→ DOCUMENT EXTRACT:
┌────────
That September 2018 night essentially served as show No. 0 for AEW. Plenty of future-contracted talent appeared, such as MJF in the opener and AEW Women’s World Champion Britt Baker taking part in a four-way match. More importantly, it was an undeniably, incredibly satisfying data point. A market existed in professional wrestling for a mainstream company not owned by Vince McMahon after two decades without legitimate competition. Cody is one of four people that vision doesn’t happen without, alongside the aforementioned Nick Jackson, Matt Jackson as well as AEW CEO and president Tony Khan.

Insanity is the best way to describe the kaleidoscope of events that make Cody and Brandi insane, having their blinders on and not quite seeing this now-normalized wrestling landscape. They’re both mad visionaries for getting to this point and anyone downplaying that credit is clinically insane, not creatively, like the Rhodes.
└────────
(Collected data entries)
┌────────
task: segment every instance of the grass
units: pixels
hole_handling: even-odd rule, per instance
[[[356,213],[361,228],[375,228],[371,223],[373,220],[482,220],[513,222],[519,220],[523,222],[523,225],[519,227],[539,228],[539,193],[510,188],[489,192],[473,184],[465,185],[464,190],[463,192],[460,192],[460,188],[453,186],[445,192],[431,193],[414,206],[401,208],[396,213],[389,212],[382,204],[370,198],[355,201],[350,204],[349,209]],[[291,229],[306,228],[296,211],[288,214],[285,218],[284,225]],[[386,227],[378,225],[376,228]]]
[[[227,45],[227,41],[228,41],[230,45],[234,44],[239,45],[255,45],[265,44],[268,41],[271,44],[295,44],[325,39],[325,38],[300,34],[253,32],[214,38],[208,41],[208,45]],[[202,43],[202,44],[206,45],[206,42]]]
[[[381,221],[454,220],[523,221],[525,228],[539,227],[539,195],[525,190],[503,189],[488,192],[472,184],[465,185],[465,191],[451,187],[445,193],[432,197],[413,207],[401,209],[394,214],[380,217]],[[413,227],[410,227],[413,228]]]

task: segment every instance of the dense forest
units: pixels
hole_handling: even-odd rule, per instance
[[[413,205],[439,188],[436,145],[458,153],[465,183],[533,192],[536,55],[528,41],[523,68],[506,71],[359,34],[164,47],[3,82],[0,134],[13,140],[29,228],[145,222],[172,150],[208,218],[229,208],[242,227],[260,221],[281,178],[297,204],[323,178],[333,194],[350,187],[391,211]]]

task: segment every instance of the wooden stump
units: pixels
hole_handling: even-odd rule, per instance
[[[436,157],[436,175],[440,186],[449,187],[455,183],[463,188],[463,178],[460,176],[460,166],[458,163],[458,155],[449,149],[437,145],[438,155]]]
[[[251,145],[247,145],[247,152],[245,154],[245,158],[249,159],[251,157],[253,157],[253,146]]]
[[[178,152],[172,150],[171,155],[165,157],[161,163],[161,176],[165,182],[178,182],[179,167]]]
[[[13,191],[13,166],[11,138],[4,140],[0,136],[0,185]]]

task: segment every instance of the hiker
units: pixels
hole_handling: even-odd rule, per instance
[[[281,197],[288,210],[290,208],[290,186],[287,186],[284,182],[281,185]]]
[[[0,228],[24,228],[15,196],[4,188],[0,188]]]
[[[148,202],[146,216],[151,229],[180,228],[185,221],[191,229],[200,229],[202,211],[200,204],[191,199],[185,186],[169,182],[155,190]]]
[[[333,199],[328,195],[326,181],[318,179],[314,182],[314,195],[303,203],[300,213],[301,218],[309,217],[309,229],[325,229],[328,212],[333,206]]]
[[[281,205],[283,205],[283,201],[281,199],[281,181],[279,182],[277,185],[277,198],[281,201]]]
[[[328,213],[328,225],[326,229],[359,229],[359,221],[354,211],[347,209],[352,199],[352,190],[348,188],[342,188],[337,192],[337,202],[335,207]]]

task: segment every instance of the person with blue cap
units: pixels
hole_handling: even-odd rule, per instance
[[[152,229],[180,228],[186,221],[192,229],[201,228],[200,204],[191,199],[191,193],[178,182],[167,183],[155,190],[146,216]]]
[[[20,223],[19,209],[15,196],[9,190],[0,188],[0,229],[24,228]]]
└────────
┌────────
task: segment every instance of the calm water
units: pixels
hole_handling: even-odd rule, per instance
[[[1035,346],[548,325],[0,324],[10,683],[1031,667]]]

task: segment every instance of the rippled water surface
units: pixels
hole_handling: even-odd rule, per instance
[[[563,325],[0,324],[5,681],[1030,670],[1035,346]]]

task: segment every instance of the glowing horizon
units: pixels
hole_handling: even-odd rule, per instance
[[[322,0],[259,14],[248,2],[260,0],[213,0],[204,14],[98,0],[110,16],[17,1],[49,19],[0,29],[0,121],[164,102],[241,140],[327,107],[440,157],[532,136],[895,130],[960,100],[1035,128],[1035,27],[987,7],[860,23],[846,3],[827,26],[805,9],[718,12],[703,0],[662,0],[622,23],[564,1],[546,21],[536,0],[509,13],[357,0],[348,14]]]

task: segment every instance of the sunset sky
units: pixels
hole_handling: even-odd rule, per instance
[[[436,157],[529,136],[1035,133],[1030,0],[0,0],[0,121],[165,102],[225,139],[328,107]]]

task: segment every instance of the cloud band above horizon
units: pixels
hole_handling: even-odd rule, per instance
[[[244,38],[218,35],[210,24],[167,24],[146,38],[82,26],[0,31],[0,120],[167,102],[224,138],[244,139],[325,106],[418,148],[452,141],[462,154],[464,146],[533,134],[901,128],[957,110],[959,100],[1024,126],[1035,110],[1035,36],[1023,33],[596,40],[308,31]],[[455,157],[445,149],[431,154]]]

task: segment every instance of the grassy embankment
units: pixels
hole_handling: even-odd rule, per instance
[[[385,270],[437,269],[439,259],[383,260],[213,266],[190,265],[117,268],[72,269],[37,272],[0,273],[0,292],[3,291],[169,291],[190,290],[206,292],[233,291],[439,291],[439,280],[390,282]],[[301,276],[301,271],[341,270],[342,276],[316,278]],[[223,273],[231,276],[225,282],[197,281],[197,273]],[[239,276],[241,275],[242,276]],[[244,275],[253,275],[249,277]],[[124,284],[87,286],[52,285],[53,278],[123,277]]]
└────────
→ TASKS TO CARRY OUT:
**1)** Translate this sentence from the AEW passage into Spanish: "That September 2018 night essentially served as show No. 0 for AEW."
**2)** According to the AEW passage, which four people was the vision unable to happen without?
**3)** Carry on the AEW passage from its final sentence.

→ EXPECTED RESULTS:
**1)** Esa noche de septiembre de 2018 sirvió esencialmente como el show n.º 0 de AEW.

**2)** Cody, Nick Jackson, Matt Jackson and Tony Khan.

**3)**
Their blazing-hot start to AEW was cooled soon after. Brandi went from bringing in the now-retired Awesome Kong at “Double or Nothing” to starting The Nightmare Collective, a massive failure of a stable from the start. At Double or Nothing 2019, the first official show under the AEW banner, Cody’s forcefully driven sledgehammer into a Triple H-designed throne became one of the early defining images of the company. His first-year run was solid. The chair shot from Shawn Spears, the feud to help amplify the career of MJF, the match with Chris Jericho in Baltimore, and launching Sammy Guevara on AEW’s TNT debut were all successful.

Somewhere along that path, Cody’s AEW journey became flat. Crowds turned on him, booing relentlessly whether or not that’s what he was going for. But he appeared to be a company guy, becoming a host on two other shows within the Turner Broadcasting family. And that’s balanced with representation on Dynamite, Dark and Rampage for him and his friends.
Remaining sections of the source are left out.